-- begin --

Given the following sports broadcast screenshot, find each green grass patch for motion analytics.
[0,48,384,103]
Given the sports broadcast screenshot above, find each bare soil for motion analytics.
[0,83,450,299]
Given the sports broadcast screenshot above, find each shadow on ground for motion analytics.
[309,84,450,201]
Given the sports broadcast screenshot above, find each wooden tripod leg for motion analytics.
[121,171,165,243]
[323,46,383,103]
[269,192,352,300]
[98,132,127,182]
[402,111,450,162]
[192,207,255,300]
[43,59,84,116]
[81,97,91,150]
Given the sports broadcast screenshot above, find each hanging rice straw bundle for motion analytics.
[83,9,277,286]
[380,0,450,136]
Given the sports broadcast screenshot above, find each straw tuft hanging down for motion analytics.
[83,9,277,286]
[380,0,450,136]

-- end --

_Written exercise_: Rewrite the whole listing with every "motion analytics" renamed to "crop monitoring", and leave every other word and line unchanged.

_Completed task_:
Given the following sports broadcast screenshot, find each green grass patch for crop monitoring.
[0,48,384,103]
Given the sports broadcast screenshot above, find each bare soil for crop monitoring.
[0,83,450,299]
Given the sports broadcast screenshot above, find each shadow on ground for crop monitoring.
[309,84,450,201]
Given the sports broadcast screenshot above, find each wooden tripod leg for crop monitoring.
[121,171,165,243]
[323,46,383,103]
[269,192,352,300]
[98,132,127,182]
[402,111,450,162]
[192,207,255,300]
[43,59,84,116]
[81,97,91,150]
Given the sports broadcast screenshot above, find each hanging rice straw bundle for crop monitoring.
[83,9,277,286]
[380,0,450,136]
Given the sports broadcast screenshot above, find each straw tuft hanging down for crop monitoring.
[83,9,277,286]
[380,0,450,136]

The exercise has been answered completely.